Stored records
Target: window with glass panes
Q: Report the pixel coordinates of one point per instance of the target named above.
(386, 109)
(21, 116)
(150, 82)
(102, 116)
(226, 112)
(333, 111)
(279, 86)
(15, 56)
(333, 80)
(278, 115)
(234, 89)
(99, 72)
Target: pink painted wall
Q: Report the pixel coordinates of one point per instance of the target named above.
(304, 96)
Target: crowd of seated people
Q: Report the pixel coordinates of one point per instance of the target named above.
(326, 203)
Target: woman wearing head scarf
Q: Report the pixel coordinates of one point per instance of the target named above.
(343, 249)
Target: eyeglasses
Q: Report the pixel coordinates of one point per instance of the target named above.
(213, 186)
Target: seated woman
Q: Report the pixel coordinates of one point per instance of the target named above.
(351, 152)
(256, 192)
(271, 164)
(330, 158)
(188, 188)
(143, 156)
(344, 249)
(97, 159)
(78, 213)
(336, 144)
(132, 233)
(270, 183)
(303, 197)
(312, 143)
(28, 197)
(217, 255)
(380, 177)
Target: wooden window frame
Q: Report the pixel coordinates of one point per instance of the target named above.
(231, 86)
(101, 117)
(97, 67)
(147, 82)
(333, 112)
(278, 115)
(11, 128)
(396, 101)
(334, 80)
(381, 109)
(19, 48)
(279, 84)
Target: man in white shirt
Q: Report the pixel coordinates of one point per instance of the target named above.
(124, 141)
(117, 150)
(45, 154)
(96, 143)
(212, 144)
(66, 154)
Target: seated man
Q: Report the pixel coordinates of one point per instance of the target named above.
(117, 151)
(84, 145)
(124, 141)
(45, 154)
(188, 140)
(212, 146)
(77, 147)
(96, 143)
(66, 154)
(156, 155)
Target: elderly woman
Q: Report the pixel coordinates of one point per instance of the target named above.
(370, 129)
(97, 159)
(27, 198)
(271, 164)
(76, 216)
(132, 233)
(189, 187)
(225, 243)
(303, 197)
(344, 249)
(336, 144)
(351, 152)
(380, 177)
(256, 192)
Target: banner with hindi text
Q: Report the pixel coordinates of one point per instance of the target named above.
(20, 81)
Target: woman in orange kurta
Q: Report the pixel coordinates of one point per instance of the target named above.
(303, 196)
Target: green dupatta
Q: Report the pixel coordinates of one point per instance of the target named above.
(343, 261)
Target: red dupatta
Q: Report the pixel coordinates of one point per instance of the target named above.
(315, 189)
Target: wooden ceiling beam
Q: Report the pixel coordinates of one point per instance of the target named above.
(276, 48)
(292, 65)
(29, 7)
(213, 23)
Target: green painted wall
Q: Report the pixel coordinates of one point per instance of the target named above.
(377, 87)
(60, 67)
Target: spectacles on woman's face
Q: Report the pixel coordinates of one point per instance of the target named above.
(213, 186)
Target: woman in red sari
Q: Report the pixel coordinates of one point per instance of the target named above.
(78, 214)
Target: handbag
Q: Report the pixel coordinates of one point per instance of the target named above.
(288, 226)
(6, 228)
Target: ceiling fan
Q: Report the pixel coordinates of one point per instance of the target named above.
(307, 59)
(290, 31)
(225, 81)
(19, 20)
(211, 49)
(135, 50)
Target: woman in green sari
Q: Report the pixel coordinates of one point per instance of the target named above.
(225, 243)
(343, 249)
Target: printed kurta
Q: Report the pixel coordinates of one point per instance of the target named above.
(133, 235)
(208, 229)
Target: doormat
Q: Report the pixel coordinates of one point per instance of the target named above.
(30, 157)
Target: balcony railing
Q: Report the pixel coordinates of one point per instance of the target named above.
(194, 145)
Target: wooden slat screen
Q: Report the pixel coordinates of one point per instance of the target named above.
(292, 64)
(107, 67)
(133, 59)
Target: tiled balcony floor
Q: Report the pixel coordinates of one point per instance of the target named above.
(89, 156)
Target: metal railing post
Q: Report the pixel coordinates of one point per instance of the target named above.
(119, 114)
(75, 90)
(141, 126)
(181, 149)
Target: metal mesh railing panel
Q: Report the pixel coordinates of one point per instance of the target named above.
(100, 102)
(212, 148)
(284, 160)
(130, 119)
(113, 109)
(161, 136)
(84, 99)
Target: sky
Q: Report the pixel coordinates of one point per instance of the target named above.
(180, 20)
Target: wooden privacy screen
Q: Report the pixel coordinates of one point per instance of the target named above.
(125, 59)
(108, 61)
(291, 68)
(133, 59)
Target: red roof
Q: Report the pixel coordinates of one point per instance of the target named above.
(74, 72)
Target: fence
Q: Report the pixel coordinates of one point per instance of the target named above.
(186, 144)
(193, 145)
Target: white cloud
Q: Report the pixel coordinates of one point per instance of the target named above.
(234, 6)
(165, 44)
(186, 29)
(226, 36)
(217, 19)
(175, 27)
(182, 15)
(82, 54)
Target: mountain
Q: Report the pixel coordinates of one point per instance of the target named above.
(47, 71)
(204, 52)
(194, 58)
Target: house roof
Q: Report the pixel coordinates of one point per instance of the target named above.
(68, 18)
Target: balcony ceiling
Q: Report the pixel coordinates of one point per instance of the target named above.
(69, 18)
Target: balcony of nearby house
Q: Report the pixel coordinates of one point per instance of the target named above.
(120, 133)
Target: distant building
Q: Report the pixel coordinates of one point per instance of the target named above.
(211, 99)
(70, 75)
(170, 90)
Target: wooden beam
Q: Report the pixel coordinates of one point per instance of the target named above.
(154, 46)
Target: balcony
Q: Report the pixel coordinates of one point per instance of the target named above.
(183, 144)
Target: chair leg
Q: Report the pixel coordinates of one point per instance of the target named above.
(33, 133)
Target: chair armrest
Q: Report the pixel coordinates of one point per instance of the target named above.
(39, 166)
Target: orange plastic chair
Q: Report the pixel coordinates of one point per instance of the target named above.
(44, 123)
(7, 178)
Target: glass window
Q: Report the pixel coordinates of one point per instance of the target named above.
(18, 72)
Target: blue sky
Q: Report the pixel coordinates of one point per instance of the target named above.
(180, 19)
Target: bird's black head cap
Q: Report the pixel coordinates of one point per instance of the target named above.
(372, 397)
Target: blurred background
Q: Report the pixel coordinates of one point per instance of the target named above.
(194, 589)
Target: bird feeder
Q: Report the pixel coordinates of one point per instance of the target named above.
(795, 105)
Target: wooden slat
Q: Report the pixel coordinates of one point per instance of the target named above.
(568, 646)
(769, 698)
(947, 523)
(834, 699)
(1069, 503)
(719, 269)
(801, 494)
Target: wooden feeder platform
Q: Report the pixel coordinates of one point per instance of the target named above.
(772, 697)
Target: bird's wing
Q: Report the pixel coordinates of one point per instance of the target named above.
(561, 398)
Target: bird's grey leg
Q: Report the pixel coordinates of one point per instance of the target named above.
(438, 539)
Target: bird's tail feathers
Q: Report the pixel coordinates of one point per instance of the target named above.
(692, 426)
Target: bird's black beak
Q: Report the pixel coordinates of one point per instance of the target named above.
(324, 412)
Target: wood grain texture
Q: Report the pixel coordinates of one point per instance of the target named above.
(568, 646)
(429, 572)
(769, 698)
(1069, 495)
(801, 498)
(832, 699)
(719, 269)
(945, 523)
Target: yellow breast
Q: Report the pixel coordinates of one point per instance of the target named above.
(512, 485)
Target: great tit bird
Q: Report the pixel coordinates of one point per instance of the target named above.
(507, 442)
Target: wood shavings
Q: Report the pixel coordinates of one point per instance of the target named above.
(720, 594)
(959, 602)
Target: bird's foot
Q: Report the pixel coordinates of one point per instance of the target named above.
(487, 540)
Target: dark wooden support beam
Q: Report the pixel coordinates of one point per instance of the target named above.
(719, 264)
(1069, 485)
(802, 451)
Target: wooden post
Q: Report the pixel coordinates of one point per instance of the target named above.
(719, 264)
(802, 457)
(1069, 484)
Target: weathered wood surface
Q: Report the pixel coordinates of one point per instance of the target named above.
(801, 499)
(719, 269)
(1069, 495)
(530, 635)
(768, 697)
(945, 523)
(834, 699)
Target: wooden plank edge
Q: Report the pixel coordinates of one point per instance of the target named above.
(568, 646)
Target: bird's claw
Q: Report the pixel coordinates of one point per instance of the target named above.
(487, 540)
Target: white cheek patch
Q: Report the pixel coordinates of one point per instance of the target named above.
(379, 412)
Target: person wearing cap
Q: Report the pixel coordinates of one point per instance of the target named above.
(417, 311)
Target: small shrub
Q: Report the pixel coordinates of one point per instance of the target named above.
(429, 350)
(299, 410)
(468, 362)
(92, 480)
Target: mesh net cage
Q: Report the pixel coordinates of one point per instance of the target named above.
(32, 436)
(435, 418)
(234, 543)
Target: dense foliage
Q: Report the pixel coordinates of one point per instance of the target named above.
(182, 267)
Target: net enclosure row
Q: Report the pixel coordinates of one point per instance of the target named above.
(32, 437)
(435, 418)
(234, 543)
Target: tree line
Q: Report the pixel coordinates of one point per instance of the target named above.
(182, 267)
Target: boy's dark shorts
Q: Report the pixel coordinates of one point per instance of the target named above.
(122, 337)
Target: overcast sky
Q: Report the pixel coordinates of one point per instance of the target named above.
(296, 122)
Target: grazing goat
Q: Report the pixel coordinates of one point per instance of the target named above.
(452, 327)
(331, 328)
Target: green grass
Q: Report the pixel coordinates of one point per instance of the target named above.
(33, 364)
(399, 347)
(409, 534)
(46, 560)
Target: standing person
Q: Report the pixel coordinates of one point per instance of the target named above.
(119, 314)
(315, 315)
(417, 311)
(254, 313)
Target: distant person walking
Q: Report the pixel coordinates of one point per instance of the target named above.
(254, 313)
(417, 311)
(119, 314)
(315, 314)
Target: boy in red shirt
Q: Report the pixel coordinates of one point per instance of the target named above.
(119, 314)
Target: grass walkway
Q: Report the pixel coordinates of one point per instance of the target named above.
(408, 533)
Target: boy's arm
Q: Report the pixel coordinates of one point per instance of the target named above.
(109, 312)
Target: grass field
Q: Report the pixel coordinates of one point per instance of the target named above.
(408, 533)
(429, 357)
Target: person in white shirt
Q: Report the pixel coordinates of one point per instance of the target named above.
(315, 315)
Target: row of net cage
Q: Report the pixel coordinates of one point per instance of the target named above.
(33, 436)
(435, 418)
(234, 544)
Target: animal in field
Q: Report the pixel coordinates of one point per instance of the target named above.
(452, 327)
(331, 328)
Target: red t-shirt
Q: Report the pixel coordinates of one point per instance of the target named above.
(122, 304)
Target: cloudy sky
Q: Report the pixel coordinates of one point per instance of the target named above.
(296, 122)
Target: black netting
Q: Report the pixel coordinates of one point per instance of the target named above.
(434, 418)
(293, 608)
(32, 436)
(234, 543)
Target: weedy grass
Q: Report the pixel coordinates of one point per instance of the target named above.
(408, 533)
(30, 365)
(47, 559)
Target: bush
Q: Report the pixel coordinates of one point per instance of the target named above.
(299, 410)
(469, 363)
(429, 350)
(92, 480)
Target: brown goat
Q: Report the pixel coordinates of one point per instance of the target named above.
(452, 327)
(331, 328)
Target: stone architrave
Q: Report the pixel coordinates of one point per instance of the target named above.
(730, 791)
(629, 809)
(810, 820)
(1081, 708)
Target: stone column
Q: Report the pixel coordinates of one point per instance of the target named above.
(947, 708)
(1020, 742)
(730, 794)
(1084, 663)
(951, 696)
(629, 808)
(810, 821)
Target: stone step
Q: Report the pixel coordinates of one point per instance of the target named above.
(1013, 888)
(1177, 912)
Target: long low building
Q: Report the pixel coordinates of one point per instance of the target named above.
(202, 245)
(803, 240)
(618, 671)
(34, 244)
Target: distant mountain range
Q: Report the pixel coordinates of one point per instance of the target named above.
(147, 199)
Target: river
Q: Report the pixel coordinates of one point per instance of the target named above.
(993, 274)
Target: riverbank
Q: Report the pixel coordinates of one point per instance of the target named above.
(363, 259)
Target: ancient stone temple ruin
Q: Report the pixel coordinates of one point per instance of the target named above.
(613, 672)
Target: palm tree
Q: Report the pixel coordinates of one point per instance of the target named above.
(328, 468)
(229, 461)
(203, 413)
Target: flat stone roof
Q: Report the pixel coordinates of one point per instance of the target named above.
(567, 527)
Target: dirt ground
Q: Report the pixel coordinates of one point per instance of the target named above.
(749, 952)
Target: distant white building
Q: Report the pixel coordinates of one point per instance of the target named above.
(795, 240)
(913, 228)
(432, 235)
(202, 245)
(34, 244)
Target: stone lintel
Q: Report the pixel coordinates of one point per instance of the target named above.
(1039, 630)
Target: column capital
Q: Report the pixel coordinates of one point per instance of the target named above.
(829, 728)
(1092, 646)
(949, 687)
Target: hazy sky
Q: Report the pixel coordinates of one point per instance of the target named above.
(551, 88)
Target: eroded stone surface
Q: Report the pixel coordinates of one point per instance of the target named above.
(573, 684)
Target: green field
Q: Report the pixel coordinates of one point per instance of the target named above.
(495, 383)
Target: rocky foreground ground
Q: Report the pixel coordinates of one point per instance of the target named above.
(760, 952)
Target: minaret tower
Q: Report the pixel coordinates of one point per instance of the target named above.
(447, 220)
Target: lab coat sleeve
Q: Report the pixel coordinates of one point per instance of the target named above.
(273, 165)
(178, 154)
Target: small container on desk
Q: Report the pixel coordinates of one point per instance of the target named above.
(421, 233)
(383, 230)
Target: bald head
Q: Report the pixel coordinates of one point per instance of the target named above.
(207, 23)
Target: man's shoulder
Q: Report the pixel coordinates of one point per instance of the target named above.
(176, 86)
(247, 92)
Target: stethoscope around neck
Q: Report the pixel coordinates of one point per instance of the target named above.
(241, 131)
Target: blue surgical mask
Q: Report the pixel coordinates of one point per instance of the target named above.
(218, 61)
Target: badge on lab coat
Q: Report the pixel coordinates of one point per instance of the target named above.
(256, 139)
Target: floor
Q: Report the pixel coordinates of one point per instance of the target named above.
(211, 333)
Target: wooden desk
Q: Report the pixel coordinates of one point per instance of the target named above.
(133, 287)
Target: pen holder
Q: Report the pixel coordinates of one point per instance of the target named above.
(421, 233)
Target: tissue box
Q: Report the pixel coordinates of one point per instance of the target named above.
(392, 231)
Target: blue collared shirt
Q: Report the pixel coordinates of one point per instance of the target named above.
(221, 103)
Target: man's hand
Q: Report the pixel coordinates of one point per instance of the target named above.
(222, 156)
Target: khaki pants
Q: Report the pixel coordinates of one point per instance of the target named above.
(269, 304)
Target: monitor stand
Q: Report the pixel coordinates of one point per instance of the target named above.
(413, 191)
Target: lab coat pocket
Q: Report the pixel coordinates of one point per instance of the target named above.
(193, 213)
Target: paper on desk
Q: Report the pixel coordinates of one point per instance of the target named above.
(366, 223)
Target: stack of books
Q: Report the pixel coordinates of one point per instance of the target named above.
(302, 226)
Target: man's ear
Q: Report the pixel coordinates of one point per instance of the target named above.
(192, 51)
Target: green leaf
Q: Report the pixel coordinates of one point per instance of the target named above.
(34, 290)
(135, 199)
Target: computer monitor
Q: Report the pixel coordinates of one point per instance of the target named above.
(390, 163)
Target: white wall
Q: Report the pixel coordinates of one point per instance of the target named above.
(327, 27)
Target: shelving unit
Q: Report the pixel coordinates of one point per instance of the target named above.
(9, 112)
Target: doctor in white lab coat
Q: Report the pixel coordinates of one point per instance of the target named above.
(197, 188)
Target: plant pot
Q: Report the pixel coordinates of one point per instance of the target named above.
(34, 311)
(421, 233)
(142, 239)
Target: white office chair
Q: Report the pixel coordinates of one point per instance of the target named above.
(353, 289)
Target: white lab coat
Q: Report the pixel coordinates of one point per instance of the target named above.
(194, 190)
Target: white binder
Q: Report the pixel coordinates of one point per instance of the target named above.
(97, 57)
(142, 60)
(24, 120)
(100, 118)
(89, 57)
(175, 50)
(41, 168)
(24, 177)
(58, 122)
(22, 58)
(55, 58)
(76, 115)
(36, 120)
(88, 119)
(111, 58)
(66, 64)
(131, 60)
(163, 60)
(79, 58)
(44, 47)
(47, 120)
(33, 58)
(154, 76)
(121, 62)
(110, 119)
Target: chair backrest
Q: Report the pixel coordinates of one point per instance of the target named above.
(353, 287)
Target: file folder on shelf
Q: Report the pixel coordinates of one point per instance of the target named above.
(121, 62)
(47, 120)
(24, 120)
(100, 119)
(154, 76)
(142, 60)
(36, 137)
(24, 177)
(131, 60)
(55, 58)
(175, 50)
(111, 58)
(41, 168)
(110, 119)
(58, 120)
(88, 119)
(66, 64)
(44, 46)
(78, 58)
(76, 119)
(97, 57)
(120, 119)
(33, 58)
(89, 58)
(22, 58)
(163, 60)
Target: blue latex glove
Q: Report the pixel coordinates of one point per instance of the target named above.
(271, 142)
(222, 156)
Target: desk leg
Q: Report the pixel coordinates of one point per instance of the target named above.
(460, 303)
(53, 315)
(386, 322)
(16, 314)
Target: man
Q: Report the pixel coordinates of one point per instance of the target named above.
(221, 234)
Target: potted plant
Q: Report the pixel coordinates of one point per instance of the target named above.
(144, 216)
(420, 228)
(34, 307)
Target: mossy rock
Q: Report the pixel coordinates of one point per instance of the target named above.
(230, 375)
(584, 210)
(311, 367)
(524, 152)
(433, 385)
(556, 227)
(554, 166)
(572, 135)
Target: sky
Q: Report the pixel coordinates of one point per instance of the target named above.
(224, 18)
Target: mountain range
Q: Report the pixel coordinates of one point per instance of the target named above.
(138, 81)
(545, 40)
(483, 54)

Set exercise
Copy out the lines starting at the one containing "Target: desk leg" and ending with the last line of the entries. Include nothing else.

Solution below
Target: desk leg
Q: Report the pixel coordinates of one point per instance of the target named above.
(460, 303)
(53, 315)
(386, 322)
(16, 314)
Target: man
Q: Report the pixel coordinates of one point per instance of the target named above.
(221, 234)
Target: potted plant
Q: Report the pixel coordinates of one point per instance of the target named above.
(144, 216)
(420, 228)
(34, 307)
Target: mossy rock
Q: Report the pixel coordinates of one point per instance of the target named above.
(230, 375)
(584, 210)
(311, 367)
(524, 152)
(433, 385)
(556, 227)
(554, 166)
(572, 135)
Target: sky
Q: Report the pixel coordinates of one point per instance of the target named above.
(224, 18)
Target: mountain range
Q: Report the pixel coordinates of one point per instance of the target named above.
(138, 81)
(545, 40)
(483, 54)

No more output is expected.